> [A fazer]
**a)** Segundo o editorial, que acontecimento não pode ser tratado com silêncio?
**b)** Reproduza do editorial o trecho de "Sustentamos sempre que" a "que qualquer outro.".

> [Trecho da página]
▬▬▬▬▬▬

Legionário, N.º 519, 23 de agosto de 1942

7 DIAS EM REVISTA

O LEGIONÁRIO sempre timbrou em se manter inteiramente à margem das dissidências e rivalidades políticas de caráter meramente temporal. Não podemos, entretanto, considerar o afundamento dos navios brasileiros, em nossas próprias águas territoriais como acontecimento a respeito do qual devamos manter silêncio. Com efeito, a reação que o fato ocasionou entre nós transcende de muito os limites das dissidências temporais, para indicar claramente que estamos em presença de uma situação fundamente relacionada com a própria integridade e soberania do País. E, como o patriotismo é uma virtude, como, por outro lado, o católico tem para a prática de todas as virtudes recursos sobrenaturais que lhe permite esmerar-se nelas até à perfeição, é bem este o momento dos católicos mostrarem que maravilhoso viço tem a flor do patriotismo quando brota das raízes sobrenaturais da fé. Em segundo lugar é preciso tomar em conta que o adversário que bate a nossas portas é um adversário não só do Brasil, mas também da Igreja. E que, portanto, não é só o amor à Pátria, mas ainda o que devemos à Igreja que nos deve levar a uma atitude de franca repulsa à agressão nazista.

É chegado o momento de dizermos duas palavras a alguns leitores que entendiam que preocupando-se sobretudo com os progressos que fazia no mundo a devastação totalitária desertávamos do campo dos problemas religiosos estritamente nacionais para considerarmos os interesses da Igreja fora do Brasil. Combatemos sempre com todas as nossas forças os hereges que presentemente desenvolvem no Brasil ação mais pública e decidida e os demais fatores de corrupção social. Tudo isso não obstante, timbramos sempre em afirmar que esses adversários tinham importância secundária à vista da iminência do problema nazista. Hoje, que bate às nossas portas esse perigo ameaçando superar em gravidade todos os problemas religiosos do País pelo risco eminentíssimo em que põe a fé, é o caso de perguntarmos a muitos míopes, que nos chamavam visionários simplesmente porque víamos mais longe do que eles, se não tínhamos razão.

Sustentamos sempre que o nazismo é um adversário que tem, além de processos de proselitismo incomparavelmente mais perfeitos do que qualquer outra heresia contemporânea, canhões, submarinos, aviões, etc. De sorte que, ainda que consideradas as coisas apenas deste ponto de vista, o problema nazista se delineava mais grave do que qualquer outro.

▬▬▬▬▬▬

> [Dados brutos]

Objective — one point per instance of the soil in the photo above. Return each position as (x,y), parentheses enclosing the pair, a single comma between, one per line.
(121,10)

▬▬▬▬▬▬

> [Soluções por tarefa]
**a)** O afundamento dos navios brasileiros nas águas territoriais do próprio país.

**b)**
Sustentamos sempre que o nazismo é um adversário que tem, além de processos de proselitismo incomparavelmente mais perfeitos do que qualquer outra heresia contemporânea, canhões, submarinos, aviões, etc. De sorte que, ainda que consideradas as coisas apenas deste ponto de vista, o problema nazista se delineava mais grave do que qualquer outro.